Exercise brief.
Go through the records, and copy each line in which the string "wall" is present.

(Saved entries)
# # # # #

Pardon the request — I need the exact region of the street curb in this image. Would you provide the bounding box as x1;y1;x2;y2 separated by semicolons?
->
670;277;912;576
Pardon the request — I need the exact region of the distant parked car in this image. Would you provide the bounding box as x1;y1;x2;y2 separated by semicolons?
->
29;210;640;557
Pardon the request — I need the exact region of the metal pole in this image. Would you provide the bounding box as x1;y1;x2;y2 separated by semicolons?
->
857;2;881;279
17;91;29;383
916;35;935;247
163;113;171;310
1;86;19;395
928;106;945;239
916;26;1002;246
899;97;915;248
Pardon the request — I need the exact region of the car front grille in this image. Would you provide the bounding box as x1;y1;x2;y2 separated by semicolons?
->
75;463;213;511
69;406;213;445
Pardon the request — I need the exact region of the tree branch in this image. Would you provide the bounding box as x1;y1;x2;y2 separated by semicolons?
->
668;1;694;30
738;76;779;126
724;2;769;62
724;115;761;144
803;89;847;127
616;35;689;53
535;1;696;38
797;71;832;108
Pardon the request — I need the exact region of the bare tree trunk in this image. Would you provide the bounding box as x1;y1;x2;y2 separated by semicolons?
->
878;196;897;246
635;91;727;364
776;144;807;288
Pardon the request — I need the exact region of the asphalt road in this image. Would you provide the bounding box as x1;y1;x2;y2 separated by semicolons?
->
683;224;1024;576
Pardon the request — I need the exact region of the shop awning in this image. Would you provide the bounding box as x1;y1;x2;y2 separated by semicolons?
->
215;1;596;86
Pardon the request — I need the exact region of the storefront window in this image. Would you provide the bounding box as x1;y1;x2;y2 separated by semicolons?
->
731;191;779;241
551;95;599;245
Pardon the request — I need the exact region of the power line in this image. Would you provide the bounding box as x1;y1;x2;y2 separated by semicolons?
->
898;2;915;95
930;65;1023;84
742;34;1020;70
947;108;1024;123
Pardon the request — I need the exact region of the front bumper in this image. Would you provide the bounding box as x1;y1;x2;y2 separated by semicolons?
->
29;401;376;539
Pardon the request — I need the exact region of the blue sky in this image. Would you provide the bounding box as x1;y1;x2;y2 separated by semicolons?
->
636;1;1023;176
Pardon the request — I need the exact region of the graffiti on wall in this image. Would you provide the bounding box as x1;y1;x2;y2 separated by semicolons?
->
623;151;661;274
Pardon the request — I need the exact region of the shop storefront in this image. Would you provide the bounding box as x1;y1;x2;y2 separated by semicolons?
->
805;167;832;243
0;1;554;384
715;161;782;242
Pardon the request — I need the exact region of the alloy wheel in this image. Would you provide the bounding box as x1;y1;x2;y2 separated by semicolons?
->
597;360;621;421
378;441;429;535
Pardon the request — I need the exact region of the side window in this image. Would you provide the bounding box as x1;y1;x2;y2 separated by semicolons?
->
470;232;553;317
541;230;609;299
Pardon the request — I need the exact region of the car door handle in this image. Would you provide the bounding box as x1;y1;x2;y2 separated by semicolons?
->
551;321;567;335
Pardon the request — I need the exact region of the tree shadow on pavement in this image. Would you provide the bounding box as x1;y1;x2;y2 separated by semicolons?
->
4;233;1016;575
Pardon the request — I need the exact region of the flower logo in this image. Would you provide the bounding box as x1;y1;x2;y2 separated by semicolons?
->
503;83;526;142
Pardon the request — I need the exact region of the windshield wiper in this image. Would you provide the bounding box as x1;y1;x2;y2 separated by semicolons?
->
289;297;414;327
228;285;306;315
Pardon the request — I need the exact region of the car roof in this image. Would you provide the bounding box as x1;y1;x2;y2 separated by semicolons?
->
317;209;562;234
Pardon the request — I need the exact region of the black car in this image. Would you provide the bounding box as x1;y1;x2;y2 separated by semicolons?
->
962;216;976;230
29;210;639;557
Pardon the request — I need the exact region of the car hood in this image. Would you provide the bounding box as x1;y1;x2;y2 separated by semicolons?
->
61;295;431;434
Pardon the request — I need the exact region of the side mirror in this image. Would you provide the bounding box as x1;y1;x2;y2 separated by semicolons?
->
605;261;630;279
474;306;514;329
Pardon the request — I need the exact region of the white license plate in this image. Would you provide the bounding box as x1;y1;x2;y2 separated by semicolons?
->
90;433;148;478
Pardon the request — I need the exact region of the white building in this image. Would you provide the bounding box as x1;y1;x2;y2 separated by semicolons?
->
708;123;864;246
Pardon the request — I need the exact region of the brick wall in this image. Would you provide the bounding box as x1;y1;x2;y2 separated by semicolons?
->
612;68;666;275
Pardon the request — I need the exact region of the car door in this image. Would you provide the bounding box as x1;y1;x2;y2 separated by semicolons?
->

# # # # #

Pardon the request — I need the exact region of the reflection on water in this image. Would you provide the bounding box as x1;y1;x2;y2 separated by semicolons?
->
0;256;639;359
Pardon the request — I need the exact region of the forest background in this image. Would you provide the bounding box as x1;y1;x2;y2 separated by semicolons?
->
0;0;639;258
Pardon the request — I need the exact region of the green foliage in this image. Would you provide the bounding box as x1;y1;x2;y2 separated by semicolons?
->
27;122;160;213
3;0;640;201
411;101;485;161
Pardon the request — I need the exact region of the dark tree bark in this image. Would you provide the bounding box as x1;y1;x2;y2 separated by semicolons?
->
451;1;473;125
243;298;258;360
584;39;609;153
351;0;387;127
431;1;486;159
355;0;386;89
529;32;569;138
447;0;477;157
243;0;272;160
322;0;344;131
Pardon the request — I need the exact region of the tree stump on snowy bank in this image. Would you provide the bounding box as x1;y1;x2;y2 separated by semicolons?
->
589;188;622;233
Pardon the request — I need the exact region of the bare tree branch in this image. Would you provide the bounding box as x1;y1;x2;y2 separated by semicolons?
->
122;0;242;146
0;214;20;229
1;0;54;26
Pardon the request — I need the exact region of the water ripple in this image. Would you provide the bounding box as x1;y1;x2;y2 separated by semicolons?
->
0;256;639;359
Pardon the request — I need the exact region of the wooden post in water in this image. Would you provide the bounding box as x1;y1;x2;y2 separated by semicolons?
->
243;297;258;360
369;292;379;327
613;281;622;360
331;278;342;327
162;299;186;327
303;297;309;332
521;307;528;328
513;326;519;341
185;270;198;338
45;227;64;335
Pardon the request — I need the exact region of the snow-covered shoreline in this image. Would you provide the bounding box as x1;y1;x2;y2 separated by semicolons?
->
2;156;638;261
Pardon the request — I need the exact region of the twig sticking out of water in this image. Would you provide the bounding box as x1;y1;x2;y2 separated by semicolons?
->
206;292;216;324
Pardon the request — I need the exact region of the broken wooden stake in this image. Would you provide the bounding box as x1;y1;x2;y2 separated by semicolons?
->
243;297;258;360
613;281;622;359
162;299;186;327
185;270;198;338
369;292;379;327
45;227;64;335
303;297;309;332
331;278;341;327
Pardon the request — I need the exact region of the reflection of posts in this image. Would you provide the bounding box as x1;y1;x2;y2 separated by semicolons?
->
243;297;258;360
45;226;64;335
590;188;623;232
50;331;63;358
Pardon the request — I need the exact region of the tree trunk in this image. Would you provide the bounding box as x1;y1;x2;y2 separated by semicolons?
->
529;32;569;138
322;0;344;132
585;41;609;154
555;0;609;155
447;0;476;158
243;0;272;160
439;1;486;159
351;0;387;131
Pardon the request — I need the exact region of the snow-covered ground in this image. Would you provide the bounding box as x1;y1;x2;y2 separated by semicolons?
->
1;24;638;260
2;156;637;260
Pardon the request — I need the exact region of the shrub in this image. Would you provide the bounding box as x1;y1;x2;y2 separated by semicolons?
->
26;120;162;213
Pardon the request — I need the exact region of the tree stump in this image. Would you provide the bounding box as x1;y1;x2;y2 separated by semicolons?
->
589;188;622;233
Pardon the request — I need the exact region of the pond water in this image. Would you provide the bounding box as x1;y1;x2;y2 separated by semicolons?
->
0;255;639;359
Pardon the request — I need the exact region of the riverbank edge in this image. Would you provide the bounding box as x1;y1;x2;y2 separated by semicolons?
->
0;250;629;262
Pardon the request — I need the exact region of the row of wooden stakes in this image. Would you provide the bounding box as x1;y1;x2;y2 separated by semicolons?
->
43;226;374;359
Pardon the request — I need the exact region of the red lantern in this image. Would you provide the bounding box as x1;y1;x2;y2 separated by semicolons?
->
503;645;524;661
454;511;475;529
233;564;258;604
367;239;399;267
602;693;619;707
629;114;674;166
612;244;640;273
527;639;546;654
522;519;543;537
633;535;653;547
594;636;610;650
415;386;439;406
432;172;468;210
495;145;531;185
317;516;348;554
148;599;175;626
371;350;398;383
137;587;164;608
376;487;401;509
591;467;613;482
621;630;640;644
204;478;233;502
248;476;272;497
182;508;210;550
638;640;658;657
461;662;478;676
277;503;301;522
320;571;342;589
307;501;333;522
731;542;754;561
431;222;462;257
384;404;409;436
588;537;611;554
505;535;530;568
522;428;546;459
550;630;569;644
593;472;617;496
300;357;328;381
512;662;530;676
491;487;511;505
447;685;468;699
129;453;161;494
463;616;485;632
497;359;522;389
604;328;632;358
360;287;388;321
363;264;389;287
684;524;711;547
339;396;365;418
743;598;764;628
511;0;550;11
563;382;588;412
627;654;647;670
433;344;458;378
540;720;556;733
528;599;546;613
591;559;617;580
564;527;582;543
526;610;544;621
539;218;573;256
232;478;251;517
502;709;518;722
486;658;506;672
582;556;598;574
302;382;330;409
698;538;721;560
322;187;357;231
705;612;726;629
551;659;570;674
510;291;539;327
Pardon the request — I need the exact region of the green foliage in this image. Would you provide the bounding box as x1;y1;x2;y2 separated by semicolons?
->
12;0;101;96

# # # # #

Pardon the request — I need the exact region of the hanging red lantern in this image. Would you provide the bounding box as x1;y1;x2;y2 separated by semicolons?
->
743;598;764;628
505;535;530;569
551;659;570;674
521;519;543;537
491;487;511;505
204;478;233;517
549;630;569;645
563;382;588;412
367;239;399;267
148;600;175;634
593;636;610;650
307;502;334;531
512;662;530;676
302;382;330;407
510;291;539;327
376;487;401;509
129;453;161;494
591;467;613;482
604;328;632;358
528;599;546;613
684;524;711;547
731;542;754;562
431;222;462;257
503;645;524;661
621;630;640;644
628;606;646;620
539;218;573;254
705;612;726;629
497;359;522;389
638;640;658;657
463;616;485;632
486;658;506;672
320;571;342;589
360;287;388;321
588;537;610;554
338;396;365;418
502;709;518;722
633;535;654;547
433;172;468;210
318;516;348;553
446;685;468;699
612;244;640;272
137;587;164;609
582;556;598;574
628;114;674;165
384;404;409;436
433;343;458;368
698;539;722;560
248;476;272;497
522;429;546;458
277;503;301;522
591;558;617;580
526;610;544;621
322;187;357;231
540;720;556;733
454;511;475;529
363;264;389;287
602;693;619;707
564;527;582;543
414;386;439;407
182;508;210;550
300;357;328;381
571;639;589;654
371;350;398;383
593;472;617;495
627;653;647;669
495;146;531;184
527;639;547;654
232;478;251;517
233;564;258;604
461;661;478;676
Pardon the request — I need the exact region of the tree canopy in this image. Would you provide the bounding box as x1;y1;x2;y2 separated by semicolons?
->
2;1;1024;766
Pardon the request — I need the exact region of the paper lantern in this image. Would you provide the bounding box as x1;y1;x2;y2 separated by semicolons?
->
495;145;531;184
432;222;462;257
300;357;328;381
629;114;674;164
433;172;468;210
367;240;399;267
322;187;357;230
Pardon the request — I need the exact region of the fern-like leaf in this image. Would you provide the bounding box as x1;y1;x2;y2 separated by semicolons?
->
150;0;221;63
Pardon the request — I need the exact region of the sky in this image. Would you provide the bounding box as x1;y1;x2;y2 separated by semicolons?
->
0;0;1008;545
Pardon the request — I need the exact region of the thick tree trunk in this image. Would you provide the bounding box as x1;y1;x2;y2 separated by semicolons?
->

# # # # #

Output below.
Pardon the request — I need the exact region of the graffiti on wall in this image. Would you provide the bounding box as x1;y1;x2;y2 separated by semicolons?
Pardon the request — I need the exact region of the brick wall in this image. Would you provide the bounding box as x1;y1;x2;y2 separated by semicolons?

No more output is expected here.